SUPPLIED TEXT:
────────────────────

Joshua Ramsey (24:22.33)
It was, but again, I saw a bigger need where I was having to get back involved into the ad agency because clients were saying, we love what you do, but we need something more. They were, you know, I'll use a quick explanation of that. I worked with a fencing company. They did fencing and some other little pieces. And he would say to me, know, Josh, you know, I turn off AdWords and my phone stops ringing. Still rings, but it just.

way lessens. said, but when I turn it on, it works. So Josh, do I really need SEO? So I sat down and ran the math and ultimately he was paying about a third of his cost for an SEO lead and it was much higher for an AdWords, but he cared more about the phone ringing. So when I broke down the math to him, said, look, you can pay for AdWords, but this is how much you're paying for a lead and a sale. And here's SEO lead and a sale.

When he looked at that, he kind of understood it, but he kind of didn't care. But ultimately, the conversation came to, can you live without either or one of these? And the answer was no, because AdWords was going to cost him more and he wasn't going to get as much from it as far as his output, his gross profit margin, right? Or I should say net. And then his net and his cost per lead, cost per sale on SEO was drastically different. So he needed both.

So that was one of those pivotal moments also of just continuing to learn when I take that times five, 10, 15, 20, I started to see that trend and I thought to myself, you know, there's still something out there that people don't have, which is how to manage their budget. How did they get what's best for them? How much SEO should they do and when should they stop? When should they plug in AdWords and what?

date and time should they be doing it. Pest control companies, reduce your AdWords spend and your costs in the winter time, start to increase it in the spring, and then slowly trickle it down September, October, depending on your area. So those types of things I realized I was very good at, and I had just learned that through my career. And having 20 plus years.

Joshua Ramsey (26:47.728)
and marketing of seeing that, doing that, plugging that in all the way back to even 25 plus years of selling ads and understanding how ad placement works. And then talking to a business owner and just saying, all right, Mr. Business Owner, what are you trying to achieve? What is your goal? And then helping them match their vision, expectation, and strategy with the different ad agencies or people or services that they need.

That's where I really came in and said, okay, this fractional CMO thing, there's nobody out there doing it, and it's a higher level than a marketing consultant because I actually put my hands on it. I actually do it. I write the plan and then execute the plan, and that's where that growth kind of came from there on that next level.

Christian Brim (27:36.59)
It's interesting. I so I have bashed marketers on this show frequently. And and I don't regret it. But, you know, it seems to me that marketers and I'm talking about marketers to small businesses. I'm not talking about marketers at Coke. They come in in two different flavors. They're either creatives.

Joshua Ramsey (27:45.63)
Ha

Christian Brim (28:05.226)

────────────────────

INFORMATION PROVIDED:
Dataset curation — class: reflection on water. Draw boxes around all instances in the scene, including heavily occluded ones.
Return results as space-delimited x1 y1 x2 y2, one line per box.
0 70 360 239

────────────────────

TASK GOAL: Return the passage of the interview transcript from "Christian Brim (27:36.59)" to "They're either creatives.", copied word for word.

TASK ANSWER:
Christian Brim (27:36.59)
It's interesting. I so I have bashed marketers on this show frequently. And and I don't regret it. But, you know, it seems to me that marketers and I'm talking about marketers to small businesses. I'm not talking about marketers at Coke. They come in in two different flavors. They're either creatives.